#### [What you have to do]
From the line with "Target: dancer in purple costume" through the final line of the entries below, write out each line exactly and nothing else.

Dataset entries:
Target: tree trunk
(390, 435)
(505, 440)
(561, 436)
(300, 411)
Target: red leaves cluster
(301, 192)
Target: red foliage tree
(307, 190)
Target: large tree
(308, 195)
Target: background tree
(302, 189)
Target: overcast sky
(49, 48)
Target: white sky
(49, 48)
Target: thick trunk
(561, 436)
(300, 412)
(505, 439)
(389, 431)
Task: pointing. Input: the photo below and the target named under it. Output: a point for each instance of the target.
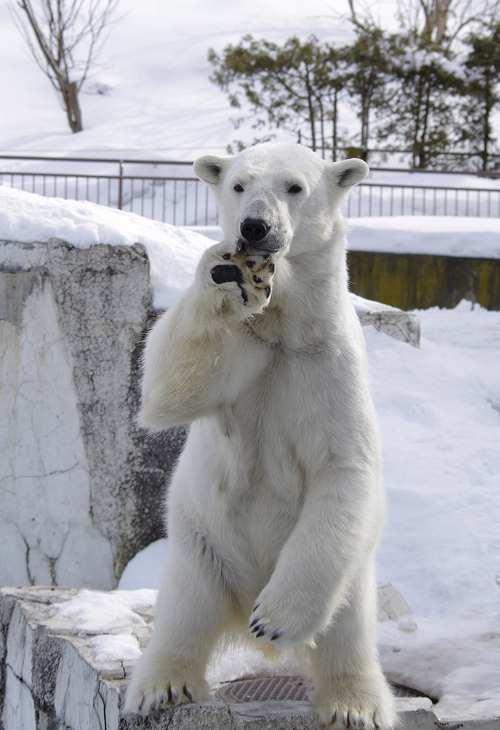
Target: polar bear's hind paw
(360, 703)
(145, 700)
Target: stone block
(81, 482)
(53, 682)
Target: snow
(107, 613)
(439, 413)
(173, 252)
(439, 407)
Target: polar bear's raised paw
(251, 273)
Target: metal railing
(382, 199)
(180, 199)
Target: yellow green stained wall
(417, 281)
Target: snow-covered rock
(55, 673)
(79, 478)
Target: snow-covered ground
(439, 406)
(439, 412)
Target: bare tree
(64, 37)
(441, 22)
(437, 23)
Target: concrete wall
(415, 281)
(80, 482)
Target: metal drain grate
(260, 689)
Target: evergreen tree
(367, 75)
(296, 85)
(422, 106)
(481, 95)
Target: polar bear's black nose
(254, 229)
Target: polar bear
(276, 505)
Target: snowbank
(173, 252)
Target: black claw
(223, 272)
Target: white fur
(276, 506)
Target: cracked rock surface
(79, 482)
(50, 679)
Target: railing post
(120, 181)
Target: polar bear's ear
(347, 173)
(211, 168)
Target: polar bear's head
(273, 196)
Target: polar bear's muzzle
(258, 238)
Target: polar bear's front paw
(252, 275)
(361, 703)
(144, 698)
(277, 622)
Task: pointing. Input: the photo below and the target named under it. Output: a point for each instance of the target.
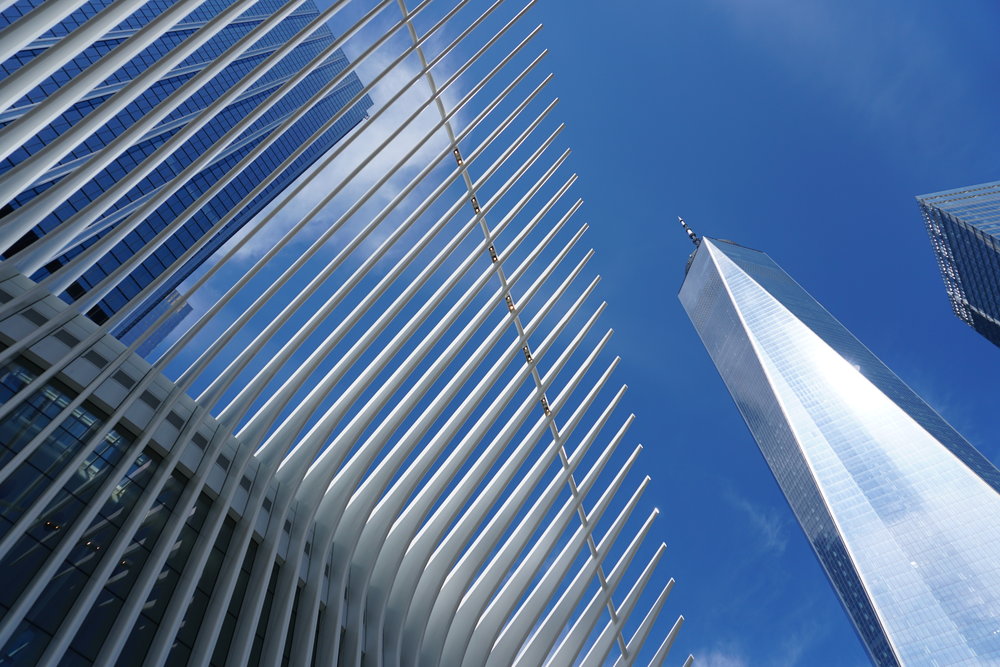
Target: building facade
(902, 512)
(391, 438)
(156, 199)
(964, 226)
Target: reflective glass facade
(964, 226)
(902, 512)
(233, 193)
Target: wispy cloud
(767, 523)
(720, 658)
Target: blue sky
(805, 130)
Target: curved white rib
(386, 436)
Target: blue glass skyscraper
(964, 226)
(902, 512)
(231, 195)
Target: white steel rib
(349, 455)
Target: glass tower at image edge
(902, 512)
(964, 226)
(232, 193)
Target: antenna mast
(691, 235)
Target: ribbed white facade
(404, 446)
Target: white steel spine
(388, 447)
(19, 34)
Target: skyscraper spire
(691, 235)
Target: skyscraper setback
(91, 166)
(964, 226)
(902, 512)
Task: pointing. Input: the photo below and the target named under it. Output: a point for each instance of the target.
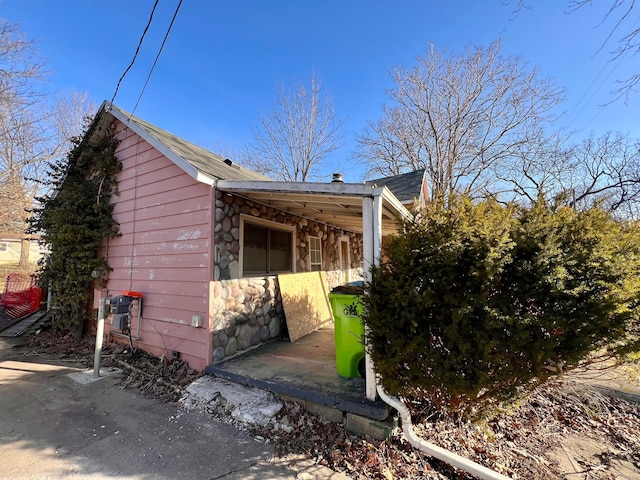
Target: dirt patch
(568, 428)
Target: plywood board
(305, 301)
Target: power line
(175, 14)
(137, 50)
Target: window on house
(267, 249)
(315, 254)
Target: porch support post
(372, 246)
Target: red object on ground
(20, 297)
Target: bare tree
(461, 117)
(625, 32)
(602, 170)
(605, 169)
(292, 141)
(32, 132)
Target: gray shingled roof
(200, 158)
(406, 187)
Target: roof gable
(406, 187)
(200, 163)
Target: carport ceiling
(338, 204)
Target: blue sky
(223, 61)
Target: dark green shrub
(73, 221)
(475, 300)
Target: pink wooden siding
(164, 250)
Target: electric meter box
(119, 304)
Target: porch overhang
(338, 204)
(362, 208)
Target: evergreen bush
(475, 300)
(73, 220)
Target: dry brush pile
(563, 429)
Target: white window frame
(319, 250)
(269, 224)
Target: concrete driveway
(54, 425)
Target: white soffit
(338, 204)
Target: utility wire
(137, 50)
(175, 14)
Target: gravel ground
(583, 425)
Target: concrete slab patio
(53, 426)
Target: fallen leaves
(564, 429)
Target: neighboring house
(203, 240)
(11, 245)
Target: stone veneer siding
(248, 311)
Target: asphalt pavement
(57, 422)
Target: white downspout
(435, 451)
(372, 239)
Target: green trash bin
(349, 330)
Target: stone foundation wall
(248, 311)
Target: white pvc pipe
(99, 338)
(435, 451)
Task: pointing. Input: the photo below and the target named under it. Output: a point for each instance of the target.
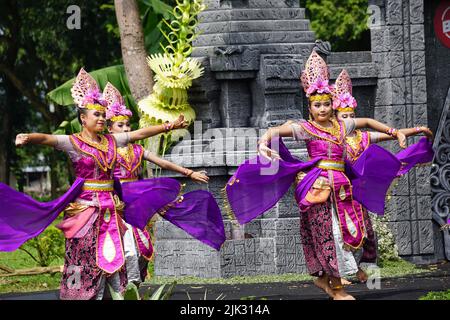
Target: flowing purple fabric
(199, 215)
(418, 153)
(251, 193)
(144, 198)
(23, 218)
(371, 175)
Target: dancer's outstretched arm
(198, 176)
(154, 130)
(36, 138)
(380, 127)
(284, 130)
(407, 132)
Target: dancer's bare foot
(345, 282)
(341, 294)
(362, 276)
(324, 284)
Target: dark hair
(81, 111)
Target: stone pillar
(398, 47)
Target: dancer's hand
(266, 152)
(22, 139)
(199, 176)
(427, 132)
(401, 139)
(180, 123)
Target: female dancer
(137, 242)
(93, 225)
(357, 142)
(331, 220)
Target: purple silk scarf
(23, 218)
(250, 194)
(197, 213)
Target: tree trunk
(6, 132)
(134, 56)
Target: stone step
(255, 25)
(274, 48)
(260, 37)
(240, 4)
(251, 14)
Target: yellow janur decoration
(174, 72)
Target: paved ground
(406, 288)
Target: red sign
(442, 23)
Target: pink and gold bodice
(357, 144)
(129, 160)
(95, 164)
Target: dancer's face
(94, 120)
(321, 111)
(345, 115)
(120, 126)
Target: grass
(436, 295)
(20, 260)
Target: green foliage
(48, 246)
(132, 293)
(436, 295)
(387, 247)
(342, 22)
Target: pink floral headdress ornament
(343, 100)
(315, 78)
(86, 93)
(116, 110)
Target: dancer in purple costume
(344, 105)
(93, 224)
(332, 226)
(137, 242)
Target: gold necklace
(355, 141)
(102, 145)
(127, 153)
(334, 130)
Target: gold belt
(128, 180)
(331, 165)
(98, 185)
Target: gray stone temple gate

#### [Exercise solution]
Target: dancer in purple costume
(344, 105)
(93, 224)
(332, 226)
(137, 242)
Target: gold necklace
(355, 141)
(102, 145)
(127, 153)
(334, 130)
Target: gold belt
(128, 180)
(331, 165)
(98, 185)
Target: gray stone temple gate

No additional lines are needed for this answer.